ASSIGNED TASK ▸
Omit the images, then print each record below exactly as it reads.

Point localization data
---

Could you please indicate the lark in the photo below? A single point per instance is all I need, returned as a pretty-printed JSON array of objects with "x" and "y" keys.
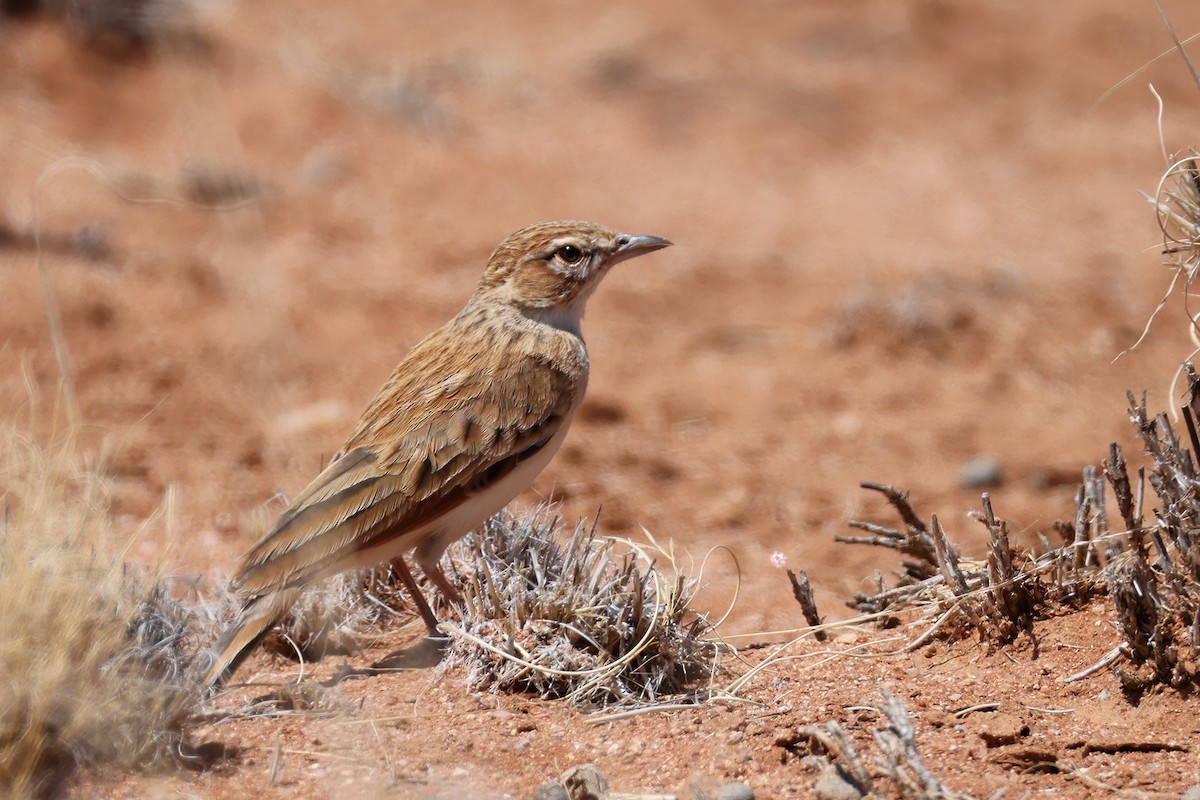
[{"x": 465, "y": 423}]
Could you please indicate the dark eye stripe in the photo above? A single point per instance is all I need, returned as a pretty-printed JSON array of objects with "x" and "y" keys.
[{"x": 569, "y": 253}]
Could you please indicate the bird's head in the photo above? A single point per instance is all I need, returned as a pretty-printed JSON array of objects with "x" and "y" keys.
[{"x": 552, "y": 268}]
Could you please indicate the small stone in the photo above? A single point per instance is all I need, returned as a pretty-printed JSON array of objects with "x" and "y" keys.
[
  {"x": 982, "y": 473},
  {"x": 1001, "y": 728},
  {"x": 551, "y": 791},
  {"x": 585, "y": 782},
  {"x": 833, "y": 783},
  {"x": 736, "y": 791}
]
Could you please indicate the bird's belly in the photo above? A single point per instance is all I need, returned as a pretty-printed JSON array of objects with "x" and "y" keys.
[{"x": 432, "y": 539}]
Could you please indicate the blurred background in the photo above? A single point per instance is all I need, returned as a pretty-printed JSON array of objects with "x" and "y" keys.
[{"x": 910, "y": 245}]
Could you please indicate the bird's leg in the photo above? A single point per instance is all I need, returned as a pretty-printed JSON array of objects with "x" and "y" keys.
[
  {"x": 423, "y": 606},
  {"x": 439, "y": 579}
]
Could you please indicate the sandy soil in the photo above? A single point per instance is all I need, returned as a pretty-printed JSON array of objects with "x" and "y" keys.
[{"x": 909, "y": 235}]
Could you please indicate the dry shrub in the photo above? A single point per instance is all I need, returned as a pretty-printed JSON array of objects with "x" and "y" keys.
[
  {"x": 331, "y": 617},
  {"x": 587, "y": 618},
  {"x": 90, "y": 650},
  {"x": 898, "y": 770},
  {"x": 1149, "y": 570}
]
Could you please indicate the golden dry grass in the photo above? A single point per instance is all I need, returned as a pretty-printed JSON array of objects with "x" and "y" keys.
[{"x": 90, "y": 651}]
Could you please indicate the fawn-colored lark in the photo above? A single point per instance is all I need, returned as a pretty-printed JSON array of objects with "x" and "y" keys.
[{"x": 465, "y": 423}]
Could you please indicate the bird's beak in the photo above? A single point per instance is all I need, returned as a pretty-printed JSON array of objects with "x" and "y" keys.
[{"x": 633, "y": 246}]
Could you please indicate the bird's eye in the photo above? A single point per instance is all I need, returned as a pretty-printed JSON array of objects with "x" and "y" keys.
[{"x": 569, "y": 253}]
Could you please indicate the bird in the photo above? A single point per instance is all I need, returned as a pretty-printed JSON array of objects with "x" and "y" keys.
[{"x": 465, "y": 423}]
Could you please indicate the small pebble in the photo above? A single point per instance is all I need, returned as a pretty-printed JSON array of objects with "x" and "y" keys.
[
  {"x": 551, "y": 791},
  {"x": 736, "y": 791},
  {"x": 585, "y": 782},
  {"x": 982, "y": 473}
]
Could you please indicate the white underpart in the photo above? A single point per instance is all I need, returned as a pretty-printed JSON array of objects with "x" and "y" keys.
[{"x": 568, "y": 318}]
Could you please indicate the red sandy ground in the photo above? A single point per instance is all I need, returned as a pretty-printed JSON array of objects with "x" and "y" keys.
[{"x": 907, "y": 235}]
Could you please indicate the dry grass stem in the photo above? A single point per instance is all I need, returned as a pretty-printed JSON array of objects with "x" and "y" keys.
[{"x": 586, "y": 619}]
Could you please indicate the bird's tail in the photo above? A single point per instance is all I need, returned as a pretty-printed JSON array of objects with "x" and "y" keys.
[{"x": 252, "y": 623}]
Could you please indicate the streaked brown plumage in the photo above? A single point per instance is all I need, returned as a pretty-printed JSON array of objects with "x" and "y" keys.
[{"x": 463, "y": 425}]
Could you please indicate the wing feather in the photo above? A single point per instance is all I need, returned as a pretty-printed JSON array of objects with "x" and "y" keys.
[{"x": 417, "y": 453}]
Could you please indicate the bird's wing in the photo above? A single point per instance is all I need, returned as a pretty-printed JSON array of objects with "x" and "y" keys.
[{"x": 423, "y": 447}]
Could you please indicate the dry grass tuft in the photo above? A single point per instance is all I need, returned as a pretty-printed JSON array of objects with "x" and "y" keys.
[
  {"x": 845, "y": 773},
  {"x": 91, "y": 650},
  {"x": 588, "y": 619},
  {"x": 1149, "y": 570}
]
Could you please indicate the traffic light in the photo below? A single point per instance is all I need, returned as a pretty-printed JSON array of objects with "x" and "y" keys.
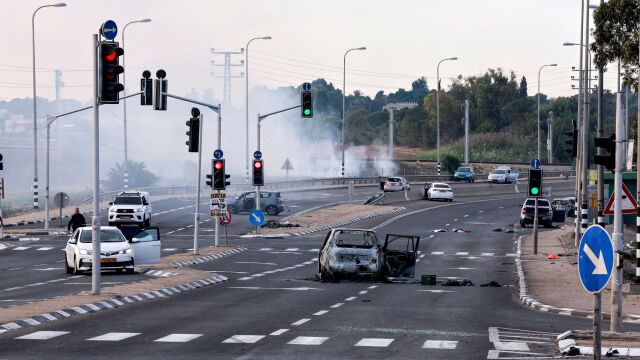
[
  {"x": 258, "y": 174},
  {"x": 535, "y": 182},
  {"x": 110, "y": 70},
  {"x": 146, "y": 85},
  {"x": 160, "y": 89},
  {"x": 609, "y": 146},
  {"x": 194, "y": 131},
  {"x": 219, "y": 175},
  {"x": 573, "y": 142},
  {"x": 307, "y": 105}
]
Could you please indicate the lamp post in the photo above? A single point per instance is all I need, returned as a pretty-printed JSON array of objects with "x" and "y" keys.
[
  {"x": 344, "y": 83},
  {"x": 35, "y": 122},
  {"x": 539, "y": 105},
  {"x": 246, "y": 101},
  {"x": 124, "y": 82},
  {"x": 438, "y": 107}
]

---

REPLY ▸
Could you please indicate the lark in the photo below? A single point per instance is all I need, returned as a pretty-printed JSON array of objects with "x" and "y" keys.
[{"x": 465, "y": 423}]
Could you please indicate the dark eye stripe in the photo above? A single point per instance is all I need, returned as a pretty-printed JSON array of objects with "x" and "y" keys.
[{"x": 569, "y": 253}]
Could you please indicate the bird's head in the photo above? A single point per instance is all I need, returned as a pretty-printed JSON array of objects with "x" and "y" keys.
[{"x": 552, "y": 268}]
Could you please indicate the small stone in the photo above? A single point per instance is all I need, returned as a pretty-printed JSON array of objects with "x" and "y" keys.
[
  {"x": 982, "y": 473},
  {"x": 1001, "y": 728},
  {"x": 551, "y": 791},
  {"x": 585, "y": 782},
  {"x": 833, "y": 783},
  {"x": 736, "y": 791}
]
Could you please indicate the bird's belly in the photo above? A single point per instance is all I need, returned as a pretty-printed JSON array of objects with "x" and "y" keys.
[{"x": 432, "y": 539}]
Could you please indicate the blurred background in the photo above? A single point per instance is all I need, returned as a pretty-printed JSON array of objects with "x" and "y" keys.
[{"x": 910, "y": 245}]
Could you please indicate the bird's leg in the photo above? A single point per instance is all I need, returned as a pretty-printed JSON array of objects with "x" and "y" keys.
[
  {"x": 423, "y": 606},
  {"x": 439, "y": 579}
]
Could you please indicate the sandy soil in the photo above? A single point per instance is all I need, returned as a pretty-printed JSON array of objects with "x" and "y" keys.
[{"x": 909, "y": 235}]
Could you please indicate the dry shrub in the photo above? A single point per instance is all I need, returned as a pretty-printed JSON array of objects with "x" and "y" keys.
[
  {"x": 331, "y": 617},
  {"x": 587, "y": 618},
  {"x": 90, "y": 650},
  {"x": 898, "y": 770},
  {"x": 1149, "y": 570}
]
Could you please indicate the golden dry grass in the photo above? A single point per instance is all I need, returned as a pretty-printed JSON array of objects with "x" and "y" keys.
[{"x": 90, "y": 651}]
Could you please indicate the fawn-colored lark in the photo above? A single point per instance is all I need, returned as a pretty-printed JSON array of objects with "x" and "y" keys.
[{"x": 465, "y": 423}]
Could you please indicate the bird's beak in the photo above? A single point per instance is all I need, returned as a pretty-printed JSON array of objects with "x" and "y" keys.
[{"x": 633, "y": 246}]
Could you please indicate the bird's eye in the photo above? A single point per instance is all I need, returned as a pretty-printed JSON array of objects with "x" and "y" keys.
[{"x": 569, "y": 253}]
Could you please indicate the bird in the photo above? A single point per instance is all I need, returned as a pretty-printed JSON array of objects with "x" and "y" keys.
[{"x": 465, "y": 423}]
Could you please indicate the small pebble in the photo above? A single point per instance is all I need, returned as a pretty-printed JSON array of objects with "x" and "y" keys.
[
  {"x": 551, "y": 791},
  {"x": 736, "y": 791},
  {"x": 585, "y": 782},
  {"x": 982, "y": 473}
]
Could you please indicate the white underpart in the photo above? A single point per instance is all I need, returned as a pretty-printed JSON array of objects with "x" and "y" keys.
[{"x": 568, "y": 318}]
Could you please indicate the red sandy ground in the photo above? A single point per instance is all I need, returned as a pretty-printed JSON array of objects with "x" and "y" keys.
[{"x": 907, "y": 235}]
Could you please indicate the dry grass stem in the photo above? A single point per instance is all I need, returned as a pretty-printed JSON array of objects with "x" and "y" keys.
[{"x": 586, "y": 619}]
Could you please indicate the bird's tail in the photo above? A single point per instance is all I need, returned as a pretty-printed JSON array of objects with "x" and "y" keys.
[{"x": 252, "y": 623}]
Could you please indicate the streaked brown plumage in the photo above? A single point per instance is all I need, returned as a pretty-printed JSON array of objects with "x" and "y" keys.
[{"x": 463, "y": 425}]
Could you please indicate the wing feather in the photo above? A single point per instance is all I need, returned as a pretty-printed JSON array of objects with "x" and "y" keys.
[{"x": 417, "y": 453}]
Could you please indicate the bird's wing in the photo above? A single point per instance is all I need, returned as a pretty-printed JSON array of objects with "x" and "y" keys.
[{"x": 423, "y": 447}]
Could you please indicate the dry grass tuft in the photo above? A single point per instance is all I need, returned as a pretty-printed JSON array of objects with "x" and "y" keys.
[
  {"x": 845, "y": 773},
  {"x": 91, "y": 650},
  {"x": 588, "y": 619},
  {"x": 1149, "y": 570}
]
Could you please indicate the traffic light in the photo below? A single point per instance is all I need, returned as a pretty-printed JSON array of objects with "x" and "y" keys.
[
  {"x": 258, "y": 174},
  {"x": 535, "y": 182},
  {"x": 110, "y": 70},
  {"x": 146, "y": 85},
  {"x": 160, "y": 89},
  {"x": 609, "y": 146},
  {"x": 194, "y": 131},
  {"x": 219, "y": 175},
  {"x": 573, "y": 142},
  {"x": 307, "y": 105}
]
Could you please indicate the lamp post in the photo above? A single point per instance is all I need, returned as a pretty-printed JSON array of objects with "x" and "y" keys.
[
  {"x": 344, "y": 83},
  {"x": 35, "y": 122},
  {"x": 539, "y": 105},
  {"x": 246, "y": 101},
  {"x": 124, "y": 82},
  {"x": 438, "y": 107}
]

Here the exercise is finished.